> _WHAT YOU HAVE TO DO_
Collect every line in the data below that contains the word "grass". Copy each of those lines in full.

> _DATASET CONTENT_
····················

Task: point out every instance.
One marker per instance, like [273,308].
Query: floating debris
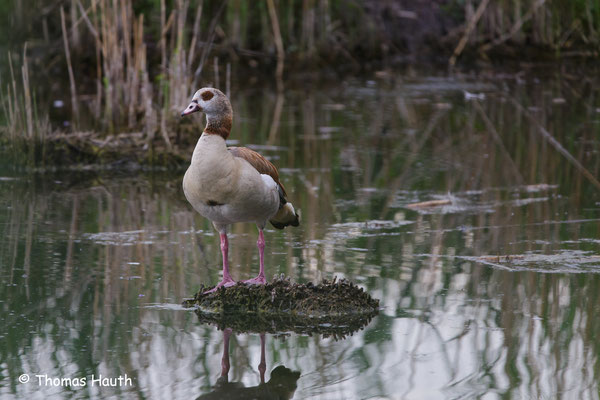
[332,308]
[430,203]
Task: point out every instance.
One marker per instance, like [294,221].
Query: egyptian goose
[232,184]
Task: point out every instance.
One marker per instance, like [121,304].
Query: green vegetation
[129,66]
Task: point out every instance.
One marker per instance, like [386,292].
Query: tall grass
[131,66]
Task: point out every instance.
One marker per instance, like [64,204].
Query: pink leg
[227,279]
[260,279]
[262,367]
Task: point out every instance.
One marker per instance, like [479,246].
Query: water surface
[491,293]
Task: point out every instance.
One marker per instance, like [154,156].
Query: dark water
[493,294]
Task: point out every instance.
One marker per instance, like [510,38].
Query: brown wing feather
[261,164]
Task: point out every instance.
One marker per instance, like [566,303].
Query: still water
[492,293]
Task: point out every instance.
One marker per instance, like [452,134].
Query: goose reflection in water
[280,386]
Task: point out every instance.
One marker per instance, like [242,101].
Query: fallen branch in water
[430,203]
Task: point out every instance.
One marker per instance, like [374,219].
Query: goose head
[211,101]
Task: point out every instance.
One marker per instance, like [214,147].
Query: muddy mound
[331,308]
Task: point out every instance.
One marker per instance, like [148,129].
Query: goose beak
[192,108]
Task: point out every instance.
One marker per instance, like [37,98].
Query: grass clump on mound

····················

> _CORRECT RESPONSE_
Query: tall grass
Query: grass clump on mound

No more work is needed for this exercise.